→ **Task goal**
Retype the lines of the material below exactly, from the line with "Detect each leather shoe in the image above." up to and including the last line of the material.

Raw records
>> begin
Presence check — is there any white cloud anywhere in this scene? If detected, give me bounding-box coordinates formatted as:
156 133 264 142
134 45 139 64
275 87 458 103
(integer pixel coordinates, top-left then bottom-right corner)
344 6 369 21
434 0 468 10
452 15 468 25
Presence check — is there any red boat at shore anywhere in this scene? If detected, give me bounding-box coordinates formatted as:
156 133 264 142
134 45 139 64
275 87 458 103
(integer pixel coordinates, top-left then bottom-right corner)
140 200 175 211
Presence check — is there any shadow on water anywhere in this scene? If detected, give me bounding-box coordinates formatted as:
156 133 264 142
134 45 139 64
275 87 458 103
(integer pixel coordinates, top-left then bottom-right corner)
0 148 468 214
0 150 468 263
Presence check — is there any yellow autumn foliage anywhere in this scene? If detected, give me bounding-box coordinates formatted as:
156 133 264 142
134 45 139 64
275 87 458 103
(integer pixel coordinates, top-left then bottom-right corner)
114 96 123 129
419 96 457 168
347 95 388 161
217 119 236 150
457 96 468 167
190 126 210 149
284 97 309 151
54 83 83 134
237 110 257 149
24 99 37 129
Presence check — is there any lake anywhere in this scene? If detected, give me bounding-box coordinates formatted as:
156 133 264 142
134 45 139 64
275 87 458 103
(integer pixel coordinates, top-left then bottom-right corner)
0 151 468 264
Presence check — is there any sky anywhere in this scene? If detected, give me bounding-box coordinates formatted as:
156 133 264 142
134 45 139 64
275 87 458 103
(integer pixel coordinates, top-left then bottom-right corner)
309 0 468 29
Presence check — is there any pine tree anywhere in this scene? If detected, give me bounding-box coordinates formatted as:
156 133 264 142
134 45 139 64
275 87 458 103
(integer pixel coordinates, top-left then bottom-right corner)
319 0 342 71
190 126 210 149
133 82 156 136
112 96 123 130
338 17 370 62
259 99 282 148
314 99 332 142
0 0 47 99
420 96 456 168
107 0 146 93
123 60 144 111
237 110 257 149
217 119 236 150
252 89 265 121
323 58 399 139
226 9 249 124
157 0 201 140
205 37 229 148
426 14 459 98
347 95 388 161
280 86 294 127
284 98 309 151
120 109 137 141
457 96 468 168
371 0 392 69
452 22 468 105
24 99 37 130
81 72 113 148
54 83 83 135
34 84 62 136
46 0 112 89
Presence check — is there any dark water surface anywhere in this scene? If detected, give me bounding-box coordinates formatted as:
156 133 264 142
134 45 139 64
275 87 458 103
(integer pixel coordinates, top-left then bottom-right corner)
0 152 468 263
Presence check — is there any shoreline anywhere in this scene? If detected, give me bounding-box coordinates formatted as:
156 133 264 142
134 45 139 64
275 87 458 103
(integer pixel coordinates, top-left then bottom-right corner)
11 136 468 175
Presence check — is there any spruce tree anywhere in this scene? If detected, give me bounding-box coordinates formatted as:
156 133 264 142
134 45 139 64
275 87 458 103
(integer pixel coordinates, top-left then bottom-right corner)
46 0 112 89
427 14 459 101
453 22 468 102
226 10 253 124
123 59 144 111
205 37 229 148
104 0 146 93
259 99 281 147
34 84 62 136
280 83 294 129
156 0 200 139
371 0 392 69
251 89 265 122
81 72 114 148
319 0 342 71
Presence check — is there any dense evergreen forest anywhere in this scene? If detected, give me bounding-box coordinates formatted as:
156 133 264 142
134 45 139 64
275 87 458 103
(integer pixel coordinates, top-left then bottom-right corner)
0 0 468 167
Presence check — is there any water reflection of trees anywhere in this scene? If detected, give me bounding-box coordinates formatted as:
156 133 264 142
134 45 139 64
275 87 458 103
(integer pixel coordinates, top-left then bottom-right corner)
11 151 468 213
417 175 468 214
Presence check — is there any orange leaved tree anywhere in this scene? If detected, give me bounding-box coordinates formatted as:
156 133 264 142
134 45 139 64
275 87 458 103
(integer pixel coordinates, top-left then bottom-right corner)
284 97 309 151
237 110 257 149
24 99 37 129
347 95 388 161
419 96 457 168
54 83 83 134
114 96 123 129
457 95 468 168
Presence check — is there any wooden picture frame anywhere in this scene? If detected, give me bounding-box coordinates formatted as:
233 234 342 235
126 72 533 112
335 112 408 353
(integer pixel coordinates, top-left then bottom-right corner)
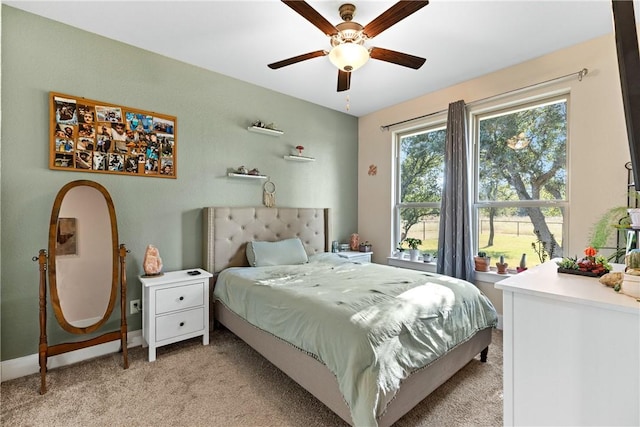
49 92 178 179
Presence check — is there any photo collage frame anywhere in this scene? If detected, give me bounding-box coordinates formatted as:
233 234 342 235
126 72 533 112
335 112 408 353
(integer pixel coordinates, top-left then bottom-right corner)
49 92 177 178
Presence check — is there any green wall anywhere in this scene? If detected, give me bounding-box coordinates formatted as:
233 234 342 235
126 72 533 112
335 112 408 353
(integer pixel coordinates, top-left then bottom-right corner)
0 6 358 360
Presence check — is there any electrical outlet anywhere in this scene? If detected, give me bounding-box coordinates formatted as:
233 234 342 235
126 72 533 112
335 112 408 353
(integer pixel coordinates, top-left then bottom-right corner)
129 299 142 314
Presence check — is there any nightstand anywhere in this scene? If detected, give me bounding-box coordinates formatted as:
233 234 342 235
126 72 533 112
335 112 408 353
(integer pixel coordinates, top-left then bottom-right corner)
337 251 373 264
140 268 213 362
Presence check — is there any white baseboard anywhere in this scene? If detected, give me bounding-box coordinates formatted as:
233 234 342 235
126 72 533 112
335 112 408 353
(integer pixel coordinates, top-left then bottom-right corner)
0 329 142 381
0 320 503 381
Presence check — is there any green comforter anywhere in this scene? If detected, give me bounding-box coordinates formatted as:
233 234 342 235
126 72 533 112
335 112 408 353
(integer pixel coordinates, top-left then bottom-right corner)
214 253 497 426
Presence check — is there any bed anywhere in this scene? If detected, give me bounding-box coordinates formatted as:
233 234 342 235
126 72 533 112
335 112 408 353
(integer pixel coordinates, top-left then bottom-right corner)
203 207 497 426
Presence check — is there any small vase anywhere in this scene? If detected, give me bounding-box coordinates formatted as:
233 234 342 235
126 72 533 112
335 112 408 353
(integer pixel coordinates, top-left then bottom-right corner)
620 273 640 298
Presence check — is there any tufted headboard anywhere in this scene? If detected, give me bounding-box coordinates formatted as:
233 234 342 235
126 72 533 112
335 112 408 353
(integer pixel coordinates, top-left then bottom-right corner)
202 207 329 274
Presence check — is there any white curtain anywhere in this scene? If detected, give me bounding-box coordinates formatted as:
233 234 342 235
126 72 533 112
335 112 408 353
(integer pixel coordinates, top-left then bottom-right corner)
437 100 474 282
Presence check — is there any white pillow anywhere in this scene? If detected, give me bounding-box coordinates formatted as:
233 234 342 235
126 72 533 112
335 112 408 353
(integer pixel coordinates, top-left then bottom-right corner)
247 237 309 267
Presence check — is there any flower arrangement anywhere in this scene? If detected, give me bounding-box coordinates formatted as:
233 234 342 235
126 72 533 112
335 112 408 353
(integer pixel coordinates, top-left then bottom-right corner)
556 246 611 276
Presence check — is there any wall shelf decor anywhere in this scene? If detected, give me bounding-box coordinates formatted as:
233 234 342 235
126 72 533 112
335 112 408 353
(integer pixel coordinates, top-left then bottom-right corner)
284 154 316 162
49 92 178 179
247 126 284 136
227 172 267 179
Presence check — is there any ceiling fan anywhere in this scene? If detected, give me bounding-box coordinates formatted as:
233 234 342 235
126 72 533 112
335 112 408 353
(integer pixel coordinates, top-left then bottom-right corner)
269 0 429 92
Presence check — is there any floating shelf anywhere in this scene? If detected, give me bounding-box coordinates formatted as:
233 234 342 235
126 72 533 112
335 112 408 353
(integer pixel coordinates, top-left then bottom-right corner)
247 126 284 136
228 172 267 179
284 155 316 162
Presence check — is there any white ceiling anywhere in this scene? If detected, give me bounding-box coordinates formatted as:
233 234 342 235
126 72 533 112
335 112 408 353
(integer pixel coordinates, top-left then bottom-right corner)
4 0 628 117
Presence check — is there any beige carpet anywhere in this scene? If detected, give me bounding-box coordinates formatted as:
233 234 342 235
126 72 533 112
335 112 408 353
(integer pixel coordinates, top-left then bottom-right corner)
0 329 502 427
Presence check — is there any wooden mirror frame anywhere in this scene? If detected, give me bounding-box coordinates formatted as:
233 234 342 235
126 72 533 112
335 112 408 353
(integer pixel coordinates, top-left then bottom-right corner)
34 180 129 394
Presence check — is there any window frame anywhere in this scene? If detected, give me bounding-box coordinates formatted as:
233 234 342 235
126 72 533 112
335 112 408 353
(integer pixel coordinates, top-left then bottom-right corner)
392 118 447 249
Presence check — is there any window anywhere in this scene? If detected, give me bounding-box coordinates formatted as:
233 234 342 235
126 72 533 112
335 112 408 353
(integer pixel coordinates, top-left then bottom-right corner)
395 123 446 252
471 96 568 268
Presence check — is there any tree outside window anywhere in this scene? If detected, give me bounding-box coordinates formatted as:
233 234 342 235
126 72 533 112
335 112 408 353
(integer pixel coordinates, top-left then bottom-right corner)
396 125 446 252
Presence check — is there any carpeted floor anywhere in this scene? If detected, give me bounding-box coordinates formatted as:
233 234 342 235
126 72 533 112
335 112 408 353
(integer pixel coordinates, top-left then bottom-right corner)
0 329 502 427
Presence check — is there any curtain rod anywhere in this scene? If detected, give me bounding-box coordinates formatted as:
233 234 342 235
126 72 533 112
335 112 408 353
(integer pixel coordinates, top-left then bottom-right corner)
380 68 589 131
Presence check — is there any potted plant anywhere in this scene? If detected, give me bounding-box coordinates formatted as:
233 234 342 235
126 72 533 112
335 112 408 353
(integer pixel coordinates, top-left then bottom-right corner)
620 249 640 298
396 242 404 259
496 255 509 274
473 251 491 271
516 253 527 273
404 237 422 261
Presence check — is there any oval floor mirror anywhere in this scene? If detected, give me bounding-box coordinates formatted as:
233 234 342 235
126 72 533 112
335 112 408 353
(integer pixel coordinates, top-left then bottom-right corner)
34 180 129 394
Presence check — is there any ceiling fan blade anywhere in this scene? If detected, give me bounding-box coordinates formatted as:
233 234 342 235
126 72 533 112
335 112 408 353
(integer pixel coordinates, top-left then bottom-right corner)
282 0 338 36
362 1 429 39
268 50 329 70
369 47 426 70
338 70 351 92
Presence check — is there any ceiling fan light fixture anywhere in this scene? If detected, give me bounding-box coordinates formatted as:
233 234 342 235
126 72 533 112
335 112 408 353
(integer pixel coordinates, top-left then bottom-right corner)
329 42 369 73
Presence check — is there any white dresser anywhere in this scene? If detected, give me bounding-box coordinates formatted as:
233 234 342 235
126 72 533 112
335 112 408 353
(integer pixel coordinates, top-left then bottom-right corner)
140 269 212 362
495 261 640 426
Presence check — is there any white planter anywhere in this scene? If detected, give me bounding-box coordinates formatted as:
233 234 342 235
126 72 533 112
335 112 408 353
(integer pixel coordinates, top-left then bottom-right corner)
620 274 640 298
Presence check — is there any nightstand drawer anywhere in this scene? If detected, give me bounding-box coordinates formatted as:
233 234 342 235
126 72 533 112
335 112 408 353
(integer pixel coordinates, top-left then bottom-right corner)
156 307 204 342
156 282 204 314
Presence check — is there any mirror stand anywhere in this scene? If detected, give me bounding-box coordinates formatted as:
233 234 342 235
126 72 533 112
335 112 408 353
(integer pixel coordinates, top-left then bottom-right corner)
33 244 129 394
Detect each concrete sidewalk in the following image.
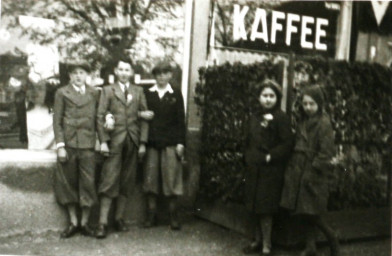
[0,217,391,256]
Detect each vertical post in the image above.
[335,1,353,60]
[185,0,210,203]
[286,52,295,116]
[181,0,193,113]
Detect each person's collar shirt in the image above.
[118,82,129,92]
[72,84,86,94]
[149,84,173,99]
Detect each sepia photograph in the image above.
[0,0,392,256]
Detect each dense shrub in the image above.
[196,59,392,210]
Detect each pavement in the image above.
[0,217,391,256]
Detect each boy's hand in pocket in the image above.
[139,110,154,121]
[103,114,115,131]
[57,147,68,163]
[138,143,146,159]
[101,142,110,156]
[176,144,185,159]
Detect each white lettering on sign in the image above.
[233,4,329,51]
[301,16,314,49]
[271,11,286,44]
[250,8,268,43]
[233,4,249,41]
[314,18,328,51]
[286,13,301,46]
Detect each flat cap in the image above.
[151,60,173,75]
[66,60,91,72]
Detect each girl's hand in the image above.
[265,154,271,164]
[103,114,115,131]
[57,147,68,163]
[139,110,154,121]
[176,144,185,159]
[101,142,110,156]
[138,143,146,159]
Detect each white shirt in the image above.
[118,82,129,92]
[72,84,86,94]
[26,106,55,149]
[149,84,173,99]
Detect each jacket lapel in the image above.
[113,83,127,105]
[127,84,136,105]
[64,85,95,106]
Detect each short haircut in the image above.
[114,56,132,67]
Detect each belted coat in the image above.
[281,114,335,215]
[244,108,294,214]
[53,85,99,149]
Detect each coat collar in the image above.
[64,84,91,106]
[113,82,135,105]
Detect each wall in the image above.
[0,149,144,237]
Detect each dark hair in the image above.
[301,84,325,113]
[151,60,173,76]
[114,56,132,67]
[256,79,282,108]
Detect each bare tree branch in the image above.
[60,0,101,38]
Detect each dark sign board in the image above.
[213,1,340,58]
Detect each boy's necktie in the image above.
[124,85,128,100]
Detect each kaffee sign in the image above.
[212,1,340,57]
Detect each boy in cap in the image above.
[96,58,148,238]
[141,61,185,230]
[53,62,99,238]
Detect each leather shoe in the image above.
[80,225,95,237]
[95,224,108,239]
[114,219,129,232]
[170,211,181,230]
[60,224,79,238]
[143,211,157,228]
[242,243,261,254]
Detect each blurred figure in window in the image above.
[26,79,57,149]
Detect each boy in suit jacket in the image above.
[96,59,148,238]
[53,63,99,238]
[141,62,185,230]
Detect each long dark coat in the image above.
[281,115,335,214]
[244,109,294,214]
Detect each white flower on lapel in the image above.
[260,114,274,128]
[263,114,274,121]
[127,93,133,103]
>> end
→ **Solution to this exercise**
Detect each leather shoe in the image above.
[80,225,95,237]
[95,224,108,239]
[114,219,129,232]
[170,211,181,230]
[60,224,79,238]
[143,211,157,228]
[242,243,261,254]
Detect each blurred figure in window in the image above.
[26,79,57,149]
Detect each boy in suit jacket in the image above.
[96,59,148,238]
[53,63,99,238]
[141,62,185,230]
Detect each long dark coat in the image above.
[281,115,335,214]
[244,109,294,214]
Detect each white flower on lapel in the image above.
[260,114,274,128]
[263,114,274,121]
[127,93,133,103]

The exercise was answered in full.